US states are struggling to find a working cocktail for lethal injections, as shown by the latest botched execution. Joseph Wood took almost two hours to die. Opponents of the penalty say the search should simply stop.
US citizens in all 50 states, not just the 32 that practice the death penalty, awoke Thursday to a renewed debate on capital punishment. In Phoenix, Arizona, the convicted double murderer Joseph Wood was pronounced dead 117 minutes after receiving his supposedly fatal dose. His lawyers had ample time to file emergency court petitions demanding that the process stop, but Supreme Court Justice Anthony Kennedy denied the request.
The American Civil Liberties Union, prominent critics of the death penalty, responded with a call for a moratorium on all executions in the US.
The ACLU's human rights program director, Jamil Dakwar, said Wood's execution was a "very sad reminder that the US death penalty experiment has failed and must stop." He did not choose the word "experiment" by coincidence.
Seeking the right cocktail
Most US states favor lethal injection to the electric chair or gas chamber, the other theoretically available options. Up until 2011, they typically used a mixture of three medications - the first was an anesthetic, sodium thiopental. This was the drug the US deemed a suitable sedative, ensuring a painless and unconscious death. But some disputed these claims, and, in 2011, the US manufacturer Hospina halted production - partly to avoid association with executions. The EU, where capital punishment is banned, also stopped sodium thiopental exports to the US for the purpose of lethal injection.
For as long as possible, authorities made do with their reserves of the anesthetic - but now the supplies are all but dry, so states have begun trying alternatives.
Joseph Wood was put to death using a mix of two drugs, midazolam and hydromorphone. The same cocktail was employed in January in Ohio: Dennis McGuire took roughly 25 minutes to die. As was the case with Wood, McGuire reported convulsed and gasped for breath during that time. Ahead of the execution, Arizona had announced that it planned to use a higher dose of the same mixture.

________

> _TASK_:
Copy the text on lethal injections in full, word for word. The material after this point comes from an unrelated source.

> _EXERCISE DATA_:

________

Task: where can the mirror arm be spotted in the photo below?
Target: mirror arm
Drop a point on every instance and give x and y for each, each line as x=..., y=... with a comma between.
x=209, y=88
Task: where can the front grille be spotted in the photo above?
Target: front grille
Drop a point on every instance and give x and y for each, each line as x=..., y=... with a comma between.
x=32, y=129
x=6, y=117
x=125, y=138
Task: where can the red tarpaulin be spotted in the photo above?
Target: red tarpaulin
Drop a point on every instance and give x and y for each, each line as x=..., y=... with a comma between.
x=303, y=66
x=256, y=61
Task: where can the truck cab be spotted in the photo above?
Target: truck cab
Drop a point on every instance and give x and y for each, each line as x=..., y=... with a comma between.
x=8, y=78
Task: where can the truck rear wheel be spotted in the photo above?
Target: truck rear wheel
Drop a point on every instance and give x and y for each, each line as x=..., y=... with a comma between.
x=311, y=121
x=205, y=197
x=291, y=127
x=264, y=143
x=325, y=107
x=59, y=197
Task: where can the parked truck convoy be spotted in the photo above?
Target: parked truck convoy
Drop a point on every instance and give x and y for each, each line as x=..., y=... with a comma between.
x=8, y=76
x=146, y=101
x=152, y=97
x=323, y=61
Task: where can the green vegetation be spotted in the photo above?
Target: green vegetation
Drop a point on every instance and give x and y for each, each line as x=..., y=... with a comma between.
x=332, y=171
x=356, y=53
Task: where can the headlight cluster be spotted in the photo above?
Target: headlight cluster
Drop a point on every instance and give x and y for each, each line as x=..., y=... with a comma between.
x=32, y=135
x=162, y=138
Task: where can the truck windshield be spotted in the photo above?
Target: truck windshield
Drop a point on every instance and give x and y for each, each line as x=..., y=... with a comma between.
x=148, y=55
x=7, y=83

________

> _TASK OUTPUT_:
US states are struggling to find a working cocktail for lethal injections, as shown by the latest botched execution. Joseph Wood took almost two hours to die. Opponents of the penalty say the search should simply stop.
US citizens in all 50 states, not just the 32 that practice the death penalty, awoke Thursday to a renewed debate on capital punishment. In Phoenix, Arizona, the convicted double murderer Joseph Wood was pronounced dead 117 minutes after receiving his supposedly fatal dose. His lawyers had ample time to file emergency court petitions demanding that the process stop, but Supreme Court Justice Anthony Kennedy denied the request.
The American Civil Liberties Union, prominent critics of the death penalty, responded with a call for a moratorium on all executions in the US.
The ACLU's human rights program director, Jamil Dakwar, said Wood's execution was a "very sad reminder that the US death penalty experiment has failed and must stop." He did not choose the word "experiment" by coincidence.
Seeking the right cocktail
Most US states favor lethal injection to the electric chair or gas chamber, the other theoretically available options. Up until 2011, they typically used a mixture of three medications - the first was an anesthetic, sodium thiopental. This was the drug the US deemed a suitable sedative, ensuring a painless and unconscious death. But some disputed these claims, and, in 2011, the US manufacturer Hospina halted production - partly to avoid association with executions. The EU, where capital punishment is banned, also stopped sodium thiopental exports to the US for the purpose of lethal injection.
For as long as possible, authorities made do with their reserves of the anesthetic - but now the supplies are all but dry, so states have begun trying alternatives.
Joseph Wood was put to death using a mix of two drugs, midazolam and hydromorphone. The same cocktail was employed in January in Ohio: Dennis McGuire took roughly 25 minutes to die. As was the case with Wood, McGuire reported convulsed and gasped for breath during that time. Ahead of the execution, Arizona had announced that it planned to use a higher dose of the same mixture.